## [TASK DESCRIPTION]
Beneath this instruction is a listing; print exactly the lines in it starting at the line that contains "Target: green leaf" and going through the line that contains "Target: thumb".

## [EXTRACTED DATA]
-=-=-

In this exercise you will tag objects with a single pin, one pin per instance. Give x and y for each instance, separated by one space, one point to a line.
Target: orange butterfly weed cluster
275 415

-=-=-

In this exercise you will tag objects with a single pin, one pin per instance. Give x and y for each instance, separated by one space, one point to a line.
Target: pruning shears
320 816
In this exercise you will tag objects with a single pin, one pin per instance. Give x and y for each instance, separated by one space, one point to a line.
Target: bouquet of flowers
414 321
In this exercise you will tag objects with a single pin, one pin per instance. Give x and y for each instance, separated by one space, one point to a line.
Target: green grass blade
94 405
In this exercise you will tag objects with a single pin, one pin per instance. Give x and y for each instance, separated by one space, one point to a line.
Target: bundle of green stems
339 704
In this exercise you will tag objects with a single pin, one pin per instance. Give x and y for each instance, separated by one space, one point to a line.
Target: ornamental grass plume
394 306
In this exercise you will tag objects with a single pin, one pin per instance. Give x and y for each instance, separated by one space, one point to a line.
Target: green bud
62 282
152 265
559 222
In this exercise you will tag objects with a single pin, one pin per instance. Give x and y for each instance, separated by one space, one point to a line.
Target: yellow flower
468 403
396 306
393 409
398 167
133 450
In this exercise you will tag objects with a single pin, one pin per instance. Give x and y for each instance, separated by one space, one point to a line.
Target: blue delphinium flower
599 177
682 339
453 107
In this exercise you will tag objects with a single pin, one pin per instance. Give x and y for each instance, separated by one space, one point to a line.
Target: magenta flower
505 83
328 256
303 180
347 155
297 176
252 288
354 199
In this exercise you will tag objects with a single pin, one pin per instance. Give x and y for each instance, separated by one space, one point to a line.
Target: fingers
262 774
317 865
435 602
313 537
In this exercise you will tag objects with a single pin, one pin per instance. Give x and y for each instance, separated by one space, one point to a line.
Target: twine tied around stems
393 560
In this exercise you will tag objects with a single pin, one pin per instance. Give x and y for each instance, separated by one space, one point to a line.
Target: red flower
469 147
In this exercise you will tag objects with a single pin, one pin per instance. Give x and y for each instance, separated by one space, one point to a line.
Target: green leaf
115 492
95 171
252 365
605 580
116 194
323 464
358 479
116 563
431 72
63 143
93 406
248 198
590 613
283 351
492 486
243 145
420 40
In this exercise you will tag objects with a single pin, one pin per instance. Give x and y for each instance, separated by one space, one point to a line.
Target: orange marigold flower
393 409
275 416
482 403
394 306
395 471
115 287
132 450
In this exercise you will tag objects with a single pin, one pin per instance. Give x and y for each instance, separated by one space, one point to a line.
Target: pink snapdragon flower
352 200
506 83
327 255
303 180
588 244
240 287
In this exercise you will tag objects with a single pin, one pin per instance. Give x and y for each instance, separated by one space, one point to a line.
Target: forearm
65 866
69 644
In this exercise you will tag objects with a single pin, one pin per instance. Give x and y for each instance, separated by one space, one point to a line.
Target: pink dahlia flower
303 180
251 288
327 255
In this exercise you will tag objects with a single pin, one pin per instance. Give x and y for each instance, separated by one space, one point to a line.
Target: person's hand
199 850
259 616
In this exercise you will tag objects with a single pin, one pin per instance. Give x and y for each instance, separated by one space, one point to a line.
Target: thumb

-=-=-

## [EXPECTED ANSWER]
Target: green leaf
115 492
95 171
252 365
605 580
116 194
323 464
358 479
116 563
431 72
63 143
93 406
248 198
590 613
283 351
492 486
243 145
420 40
In this exercise you will tag objects with a single pin, one pin per instance. Give x and y for each instance, separated by one space, one point to a line.
Target: orange marigold flower
393 409
275 416
482 403
394 306
395 471
115 287
132 450
In this exercise you will tag objects with a single pin, one pin per instance. Give x and y for each instance, separated by one space, one point to a line.
Target: pink snapdragon flower
352 200
506 83
327 255
303 180
588 244
240 287
In this exercise you will tag objects with a single pin, one pin per instance. Give x and y for each instance, separated by one space, one point to a line.
Target: forearm
65 866
69 644
In this exercise you will tag objects with a single pin, one pin per instance. Give x and y for each instance, separated by one space, one point to a line.
Target: pink dahlia flower
303 180
251 288
327 255
In this exercise you will tag objects with a single pin, one pin per instance. Give x and y for each instance, separated by one space, one point to a line.
Target: person's hand
199 850
259 616
In this exercise you will tag objects with a single pin, one pin per instance. Give x and y for each instance, separated by one space, one point to a line.
Target: thumb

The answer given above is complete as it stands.